Region pointing data:
■ ■ ■ ■

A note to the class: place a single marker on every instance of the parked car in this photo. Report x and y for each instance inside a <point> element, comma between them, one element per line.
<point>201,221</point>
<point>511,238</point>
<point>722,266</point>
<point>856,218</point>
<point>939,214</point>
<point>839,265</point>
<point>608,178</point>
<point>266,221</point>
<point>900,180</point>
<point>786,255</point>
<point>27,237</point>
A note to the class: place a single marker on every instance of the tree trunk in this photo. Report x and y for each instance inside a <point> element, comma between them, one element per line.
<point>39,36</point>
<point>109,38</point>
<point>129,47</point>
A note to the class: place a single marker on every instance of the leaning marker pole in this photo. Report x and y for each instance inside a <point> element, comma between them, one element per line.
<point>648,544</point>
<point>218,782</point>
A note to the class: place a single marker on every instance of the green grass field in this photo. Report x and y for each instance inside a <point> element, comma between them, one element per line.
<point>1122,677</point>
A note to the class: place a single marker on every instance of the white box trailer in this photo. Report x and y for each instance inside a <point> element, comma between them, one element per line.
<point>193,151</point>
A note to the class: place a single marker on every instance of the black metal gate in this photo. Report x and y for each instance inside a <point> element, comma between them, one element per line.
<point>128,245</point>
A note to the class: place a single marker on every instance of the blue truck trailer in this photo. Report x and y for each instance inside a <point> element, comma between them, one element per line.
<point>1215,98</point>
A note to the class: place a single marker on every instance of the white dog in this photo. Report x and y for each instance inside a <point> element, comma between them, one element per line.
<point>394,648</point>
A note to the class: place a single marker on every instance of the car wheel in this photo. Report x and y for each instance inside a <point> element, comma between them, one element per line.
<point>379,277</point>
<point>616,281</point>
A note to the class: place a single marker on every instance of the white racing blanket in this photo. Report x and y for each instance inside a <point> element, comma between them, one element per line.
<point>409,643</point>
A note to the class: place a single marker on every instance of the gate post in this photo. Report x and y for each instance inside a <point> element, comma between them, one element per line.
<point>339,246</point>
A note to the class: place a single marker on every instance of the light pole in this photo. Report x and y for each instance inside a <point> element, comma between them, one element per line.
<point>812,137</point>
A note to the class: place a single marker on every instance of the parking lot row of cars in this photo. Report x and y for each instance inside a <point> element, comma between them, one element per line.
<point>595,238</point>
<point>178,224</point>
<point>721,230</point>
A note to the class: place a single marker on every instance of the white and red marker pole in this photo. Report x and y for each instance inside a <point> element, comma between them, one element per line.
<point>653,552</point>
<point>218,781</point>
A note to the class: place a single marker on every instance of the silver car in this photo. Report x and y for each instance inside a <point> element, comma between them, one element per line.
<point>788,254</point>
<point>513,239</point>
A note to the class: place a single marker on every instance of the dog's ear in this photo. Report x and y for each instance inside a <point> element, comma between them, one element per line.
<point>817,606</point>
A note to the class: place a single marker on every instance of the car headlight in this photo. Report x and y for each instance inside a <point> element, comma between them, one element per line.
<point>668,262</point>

■ ■ ■ ■

→ Directions: Exact copies of every record are required.

→ Output below:
A note to the class: place a single marker on every instance of the parked car in this photo. Report x and y for each instance inside a <point> element, comma between them, one element per line.
<point>201,221</point>
<point>511,238</point>
<point>722,266</point>
<point>856,218</point>
<point>939,214</point>
<point>839,265</point>
<point>608,178</point>
<point>266,221</point>
<point>900,180</point>
<point>786,255</point>
<point>27,237</point>
A note to the class: place a single marker on every instance of the tree trunk in this photo. Report x and y for each instance inside a <point> element, comma between them, one element per line.
<point>39,36</point>
<point>109,38</point>
<point>129,47</point>
A note to the class: place a single marker on every instance of the leaning marker pole in this photo. Report x and y for each instance inside a <point> element, comma between them, one element per line.
<point>648,544</point>
<point>218,782</point>
A note to the class: place a single marker on every instance of the green grass field in this photo. Report x and y for each instance inside a <point> element, comma between them, one element per line.
<point>1122,677</point>
A note to the class: place a single marker on every instance of the white box trailer in this photo. Report x and y for each instance inside a <point> element, comma between them, one element per line.
<point>193,151</point>
A note to the class: place a single marker on every instance of the black metal gate in this photo. Report x and y for each instance inside a <point> element, comma between them, one element per line.
<point>128,245</point>
A note to the class: place a single marker on every instance of the blue truck trailer in this photo. Report x and y for each instance inside a <point> element, comma between them, one element per line.
<point>1215,98</point>
A note to the class: place a single marker on every instance of the white dog in this photo. Report x and y for each instance inside a <point> element, comma between them, one element per line.
<point>394,648</point>
A note to the class: place a single marker on every instance of the car wheel in this photo. Report x and y for each instance inside a <point> element, comma between them, one element per line.
<point>379,277</point>
<point>616,281</point>
A note to the class: place a single marker on every instance of the white racing blanket in this photo. Report x and y for each instance inside a <point> element, comma between them, one element per line.
<point>409,643</point>
A note to the class: place a single marker on every instance of the gate post in this photo. Report x and y for each instance inside a <point> element, comma between them, one element per line.
<point>339,246</point>
A note to the class: place a single marker on every instance of the light pole in this photo. Report x and y for each instance inside a <point> element, comma between them, one element per line.
<point>812,137</point>
A note to the class: place a single marker on every instance of the parking lot row of cars in this photo. Report x and y for each instance inside a <point> element, comma between them, one element per line.
<point>595,238</point>
<point>178,224</point>
<point>721,230</point>
A note to the class: place a single marker on every instance of the white and red marker pole in this photo. Report x and y for each instance inside a <point> element, comma between them, one element per line.
<point>653,552</point>
<point>218,781</point>
A note to the class: place a single marker on every instance of the silver car in this photo. Report x and y for each instance inside a <point> element, comma between them, one element per line.
<point>788,254</point>
<point>513,239</point>
A note to the class: place a single marker on every instance of the dog's ear in this photo. Report x and y for each instance inside a <point> element, comma between them, one element per line.
<point>817,606</point>
A note to the class: place a single marker on every instance of the car headlight in this photo. Report x and y for each instance inside a <point> element, comma between them, one element per line.
<point>668,262</point>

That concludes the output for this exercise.